The exercise:
Everything from the line containing "Task: mark each instance of the building" to the last line of the records must be returned verbatim; nothing else belongs in the output.
---- Entries shown
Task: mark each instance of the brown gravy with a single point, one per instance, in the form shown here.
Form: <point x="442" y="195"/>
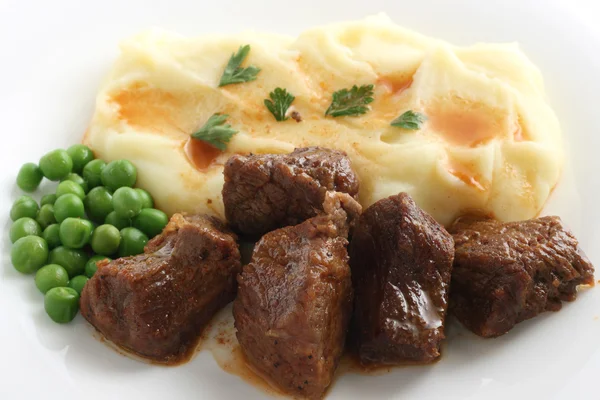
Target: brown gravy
<point x="200" y="154"/>
<point x="463" y="123"/>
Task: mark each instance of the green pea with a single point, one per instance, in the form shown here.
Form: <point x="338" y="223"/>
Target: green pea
<point x="48" y="199"/>
<point x="78" y="282"/>
<point x="151" y="221"/>
<point x="127" y="202"/>
<point x="75" y="233"/>
<point x="51" y="236"/>
<point x="78" y="180"/>
<point x="81" y="155"/>
<point x="46" y="216"/>
<point x="24" y="206"/>
<point x="51" y="276"/>
<point x="119" y="173"/>
<point x="91" y="267"/>
<point x="106" y="239"/>
<point x="28" y="254"/>
<point x="70" y="187"/>
<point x="98" y="203"/>
<point x="56" y="165"/>
<point x="116" y="221"/>
<point x="68" y="206"/>
<point x="24" y="227"/>
<point x="61" y="304"/>
<point x="132" y="242"/>
<point x="70" y="259"/>
<point x="147" y="201"/>
<point x="29" y="177"/>
<point x="92" y="173"/>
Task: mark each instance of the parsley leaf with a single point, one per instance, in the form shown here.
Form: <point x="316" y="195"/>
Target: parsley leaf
<point x="234" y="73"/>
<point x="351" y="102"/>
<point x="215" y="132"/>
<point x="279" y="103"/>
<point x="410" y="120"/>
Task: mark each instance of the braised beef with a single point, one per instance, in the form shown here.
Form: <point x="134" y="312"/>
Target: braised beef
<point x="156" y="304"/>
<point x="401" y="261"/>
<point x="505" y="273"/>
<point x="266" y="192"/>
<point x="295" y="300"/>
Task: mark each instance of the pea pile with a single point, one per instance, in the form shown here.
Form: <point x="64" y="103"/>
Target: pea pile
<point x="94" y="214"/>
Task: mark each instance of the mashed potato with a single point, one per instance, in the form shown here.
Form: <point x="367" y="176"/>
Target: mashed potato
<point x="490" y="143"/>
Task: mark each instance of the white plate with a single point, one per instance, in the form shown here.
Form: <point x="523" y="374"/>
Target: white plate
<point x="53" y="55"/>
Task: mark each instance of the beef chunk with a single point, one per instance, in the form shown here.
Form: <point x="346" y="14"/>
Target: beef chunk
<point x="266" y="192"/>
<point x="401" y="261"/>
<point x="295" y="300"/>
<point x="156" y="304"/>
<point x="505" y="273"/>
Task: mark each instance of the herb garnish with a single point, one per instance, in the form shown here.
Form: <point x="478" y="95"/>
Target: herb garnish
<point x="351" y="102"/>
<point x="279" y="103"/>
<point x="234" y="73"/>
<point x="215" y="132"/>
<point x="410" y="120"/>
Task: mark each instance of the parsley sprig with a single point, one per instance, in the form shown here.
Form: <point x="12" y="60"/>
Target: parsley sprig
<point x="215" y="132"/>
<point x="280" y="101"/>
<point x="234" y="73"/>
<point x="410" y="120"/>
<point x="351" y="102"/>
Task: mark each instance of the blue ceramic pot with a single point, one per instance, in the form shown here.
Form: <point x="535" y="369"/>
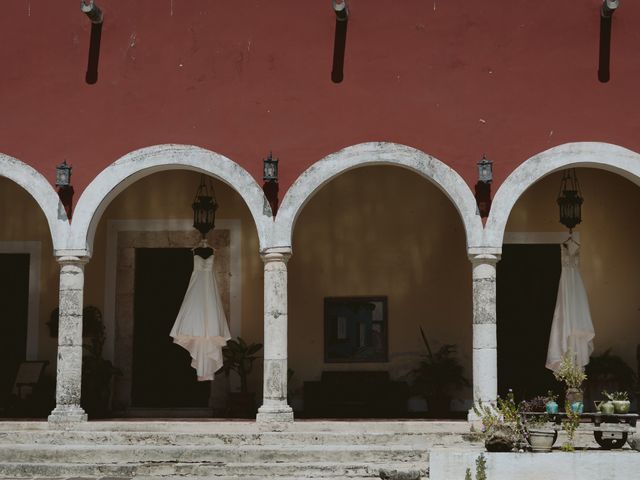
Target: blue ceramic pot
<point x="577" y="407"/>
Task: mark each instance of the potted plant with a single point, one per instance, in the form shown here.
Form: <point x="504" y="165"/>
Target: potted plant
<point x="536" y="422"/>
<point x="437" y="375"/>
<point x="620" y="401"/>
<point x="551" y="404"/>
<point x="572" y="376"/>
<point x="502" y="426"/>
<point x="239" y="357"/>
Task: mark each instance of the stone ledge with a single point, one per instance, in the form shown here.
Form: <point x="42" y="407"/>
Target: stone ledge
<point x="448" y="464"/>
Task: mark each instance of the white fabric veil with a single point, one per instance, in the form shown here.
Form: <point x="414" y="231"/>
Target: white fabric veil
<point x="201" y="325"/>
<point x="572" y="328"/>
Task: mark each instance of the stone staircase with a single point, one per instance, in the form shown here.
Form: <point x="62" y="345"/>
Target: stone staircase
<point x="224" y="450"/>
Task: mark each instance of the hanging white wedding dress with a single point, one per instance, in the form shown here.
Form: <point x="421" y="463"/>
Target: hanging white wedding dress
<point x="201" y="326"/>
<point x="572" y="328"/>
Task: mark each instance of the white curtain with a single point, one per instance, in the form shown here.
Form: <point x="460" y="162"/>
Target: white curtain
<point x="201" y="326"/>
<point x="572" y="328"/>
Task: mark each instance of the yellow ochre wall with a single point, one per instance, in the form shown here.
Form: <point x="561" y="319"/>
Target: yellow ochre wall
<point x="380" y="231"/>
<point x="372" y="231"/>
<point x="23" y="220"/>
<point x="609" y="254"/>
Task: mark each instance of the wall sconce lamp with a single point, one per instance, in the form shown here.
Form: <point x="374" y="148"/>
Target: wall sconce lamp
<point x="204" y="207"/>
<point x="342" y="12"/>
<point x="485" y="170"/>
<point x="483" y="186"/>
<point x="570" y="200"/>
<point x="65" y="189"/>
<point x="91" y="10"/>
<point x="270" y="169"/>
<point x="606" y="17"/>
<point x="63" y="175"/>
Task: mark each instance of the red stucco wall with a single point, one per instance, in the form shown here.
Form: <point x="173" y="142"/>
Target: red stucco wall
<point x="453" y="78"/>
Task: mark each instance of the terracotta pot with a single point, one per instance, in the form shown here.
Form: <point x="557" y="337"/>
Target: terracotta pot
<point x="542" y="440"/>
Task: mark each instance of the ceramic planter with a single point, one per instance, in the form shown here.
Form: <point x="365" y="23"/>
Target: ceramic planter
<point x="573" y="395"/>
<point x="551" y="407"/>
<point x="577" y="407"/>
<point x="621" y="406"/>
<point x="607" y="408"/>
<point x="542" y="440"/>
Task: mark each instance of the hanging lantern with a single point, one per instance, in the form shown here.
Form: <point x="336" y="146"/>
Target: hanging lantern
<point x="485" y="170"/>
<point x="270" y="169"/>
<point x="204" y="207"/>
<point x="63" y="174"/>
<point x="570" y="200"/>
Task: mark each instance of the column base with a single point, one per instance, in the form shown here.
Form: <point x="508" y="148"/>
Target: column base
<point x="275" y="414"/>
<point x="67" y="414"/>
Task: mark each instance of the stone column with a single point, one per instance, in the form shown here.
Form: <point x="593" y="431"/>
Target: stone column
<point x="485" y="356"/>
<point x="274" y="404"/>
<point x="69" y="371"/>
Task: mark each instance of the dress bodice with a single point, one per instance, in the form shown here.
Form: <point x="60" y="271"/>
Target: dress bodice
<point x="202" y="264"/>
<point x="570" y="255"/>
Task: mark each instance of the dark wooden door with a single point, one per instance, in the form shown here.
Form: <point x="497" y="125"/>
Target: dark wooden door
<point x="14" y="304"/>
<point x="162" y="373"/>
<point x="527" y="287"/>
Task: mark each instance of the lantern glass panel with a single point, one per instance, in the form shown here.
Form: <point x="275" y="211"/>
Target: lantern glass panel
<point x="63" y="175"/>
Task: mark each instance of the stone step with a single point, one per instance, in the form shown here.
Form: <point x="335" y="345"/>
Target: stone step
<point x="228" y="454"/>
<point x="351" y="470"/>
<point x="61" y="437"/>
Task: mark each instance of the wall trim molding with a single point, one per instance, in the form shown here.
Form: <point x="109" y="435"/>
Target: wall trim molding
<point x="539" y="237"/>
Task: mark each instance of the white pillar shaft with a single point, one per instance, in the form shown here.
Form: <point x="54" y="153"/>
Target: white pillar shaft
<point x="69" y="369"/>
<point x="485" y="358"/>
<point x="274" y="407"/>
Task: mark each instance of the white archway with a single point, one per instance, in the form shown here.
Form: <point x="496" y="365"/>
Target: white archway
<point x="582" y="154"/>
<point x="145" y="161"/>
<point x="42" y="192"/>
<point x="376" y="153"/>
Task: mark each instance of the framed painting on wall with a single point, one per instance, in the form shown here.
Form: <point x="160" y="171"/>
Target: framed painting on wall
<point x="355" y="329"/>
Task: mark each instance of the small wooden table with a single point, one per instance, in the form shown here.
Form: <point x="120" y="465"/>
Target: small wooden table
<point x="609" y="431"/>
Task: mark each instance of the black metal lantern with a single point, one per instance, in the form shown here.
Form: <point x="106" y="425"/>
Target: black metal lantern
<point x="570" y="200"/>
<point x="270" y="169"/>
<point x="485" y="170"/>
<point x="63" y="174"/>
<point x="204" y="207"/>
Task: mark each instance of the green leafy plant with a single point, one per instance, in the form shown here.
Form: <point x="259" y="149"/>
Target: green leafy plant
<point x="481" y="469"/>
<point x="239" y="357"/>
<point x="616" y="396"/>
<point x="569" y="373"/>
<point x="438" y="374"/>
<point x="504" y="420"/>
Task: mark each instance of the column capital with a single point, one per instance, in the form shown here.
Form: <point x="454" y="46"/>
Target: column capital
<point x="484" y="258"/>
<point x="72" y="257"/>
<point x="276" y="254"/>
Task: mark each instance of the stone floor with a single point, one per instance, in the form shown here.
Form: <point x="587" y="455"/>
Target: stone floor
<point x="354" y="450"/>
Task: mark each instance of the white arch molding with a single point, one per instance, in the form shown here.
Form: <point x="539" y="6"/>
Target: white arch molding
<point x="570" y="155"/>
<point x="377" y="153"/>
<point x="146" y="161"/>
<point x="42" y="192"/>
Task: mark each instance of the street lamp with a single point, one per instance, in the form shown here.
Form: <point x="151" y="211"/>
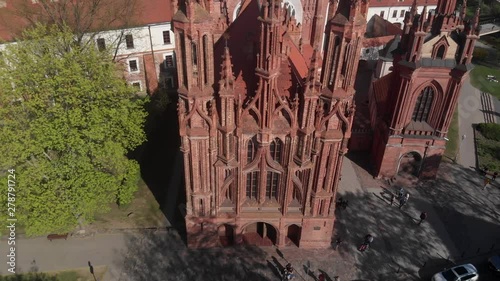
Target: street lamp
<point x="459" y="147"/>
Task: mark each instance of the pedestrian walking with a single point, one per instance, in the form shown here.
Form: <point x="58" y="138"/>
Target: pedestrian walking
<point x="423" y="216"/>
<point x="404" y="200"/>
<point x="486" y="182"/>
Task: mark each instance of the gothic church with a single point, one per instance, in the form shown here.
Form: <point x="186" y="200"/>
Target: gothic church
<point x="266" y="109"/>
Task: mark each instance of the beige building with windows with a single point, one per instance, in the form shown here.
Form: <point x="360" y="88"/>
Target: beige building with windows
<point x="141" y="39"/>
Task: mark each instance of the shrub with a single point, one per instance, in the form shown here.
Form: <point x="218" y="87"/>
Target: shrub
<point x="490" y="130"/>
<point x="480" y="54"/>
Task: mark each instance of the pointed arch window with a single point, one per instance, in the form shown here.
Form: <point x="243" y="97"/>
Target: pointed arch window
<point x="251" y="149"/>
<point x="194" y="54"/>
<point x="423" y="105"/>
<point x="276" y="149"/>
<point x="252" y="188"/>
<point x="230" y="189"/>
<point x="440" y="54"/>
<point x="272" y="182"/>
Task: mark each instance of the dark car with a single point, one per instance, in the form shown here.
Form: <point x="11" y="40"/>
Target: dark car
<point x="494" y="263"/>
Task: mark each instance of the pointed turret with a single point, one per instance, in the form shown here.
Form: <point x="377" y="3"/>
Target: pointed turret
<point x="422" y="20"/>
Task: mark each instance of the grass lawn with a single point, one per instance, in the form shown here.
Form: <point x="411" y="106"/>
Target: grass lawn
<point x="453" y="136"/>
<point x="478" y="79"/>
<point x="80" y="274"/>
<point x="488" y="152"/>
<point x="143" y="212"/>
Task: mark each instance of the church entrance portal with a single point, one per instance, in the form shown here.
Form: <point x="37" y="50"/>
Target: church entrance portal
<point x="260" y="234"/>
<point x="410" y="163"/>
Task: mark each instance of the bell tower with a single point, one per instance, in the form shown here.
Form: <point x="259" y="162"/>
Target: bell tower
<point x="415" y="103"/>
<point x="193" y="26"/>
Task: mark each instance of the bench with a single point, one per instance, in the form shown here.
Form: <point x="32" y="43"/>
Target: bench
<point x="57" y="236"/>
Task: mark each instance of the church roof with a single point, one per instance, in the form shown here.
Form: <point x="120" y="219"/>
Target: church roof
<point x="339" y="19"/>
<point x="243" y="46"/>
<point x="386" y="53"/>
<point x="381" y="91"/>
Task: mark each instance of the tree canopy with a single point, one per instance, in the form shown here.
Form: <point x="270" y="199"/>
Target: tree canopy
<point x="67" y="121"/>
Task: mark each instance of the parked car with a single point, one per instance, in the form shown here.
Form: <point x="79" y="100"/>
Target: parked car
<point x="465" y="272"/>
<point x="494" y="263"/>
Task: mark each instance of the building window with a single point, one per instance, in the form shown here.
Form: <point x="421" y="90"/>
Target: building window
<point x="423" y="105"/>
<point x="169" y="83"/>
<point x="169" y="61"/>
<point x="272" y="182"/>
<point x="251" y="149"/>
<point x="252" y="185"/>
<point x="166" y="37"/>
<point x="129" y="41"/>
<point x="194" y="53"/>
<point x="137" y="85"/>
<point x="101" y="44"/>
<point x="440" y="53"/>
<point x="275" y="149"/>
<point x="133" y="66"/>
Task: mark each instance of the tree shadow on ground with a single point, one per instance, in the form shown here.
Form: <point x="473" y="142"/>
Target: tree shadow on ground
<point x="163" y="256"/>
<point x="462" y="219"/>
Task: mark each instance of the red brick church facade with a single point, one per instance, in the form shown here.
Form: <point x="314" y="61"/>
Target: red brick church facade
<point x="412" y="107"/>
<point x="266" y="109"/>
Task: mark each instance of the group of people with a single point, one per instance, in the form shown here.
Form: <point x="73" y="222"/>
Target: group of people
<point x="366" y="243"/>
<point x="288" y="274"/>
<point x="402" y="197"/>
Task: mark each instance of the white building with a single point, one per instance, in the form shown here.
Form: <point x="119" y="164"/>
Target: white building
<point x="394" y="10"/>
<point x="145" y="48"/>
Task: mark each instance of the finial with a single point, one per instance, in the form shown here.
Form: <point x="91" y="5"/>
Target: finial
--------
The answer:
Task: mark each instance of the building window with a single point, one per instance, in the form shown here.
Form: <point x="421" y="90"/>
Target: building window
<point x="423" y="105"/>
<point x="169" y="83"/>
<point x="169" y="61"/>
<point x="272" y="182"/>
<point x="251" y="149"/>
<point x="252" y="185"/>
<point x="166" y="37"/>
<point x="129" y="41"/>
<point x="194" y="53"/>
<point x="137" y="85"/>
<point x="101" y="44"/>
<point x="440" y="53"/>
<point x="275" y="149"/>
<point x="133" y="66"/>
Task: mark each instance of the tree shadow on ground with a single point, one per instance, in the form shown here.
Form: <point x="473" y="142"/>
Target: tree shadow on ground
<point x="163" y="256"/>
<point x="462" y="219"/>
Task: mark each instance of the red brick church facade with a single point, one per instance, in the form shown here.
Form: <point x="314" y="61"/>
Target: red brick church facade
<point x="412" y="107"/>
<point x="266" y="109"/>
Task: mark each instance of the group of people with a single point, one per instance, in the form shown here.
Form: <point x="73" y="222"/>
Target: group of people
<point x="366" y="243"/>
<point x="288" y="274"/>
<point x="402" y="197"/>
Task: mark each instance of the white building with a single point, one per instance, in the form shown here.
Form: <point x="119" y="164"/>
Target: white building
<point x="394" y="10"/>
<point x="145" y="48"/>
Task: mark each instance of the finial with a single point, one per instance, in the form shown here.
Form: <point x="91" y="5"/>
Target: finial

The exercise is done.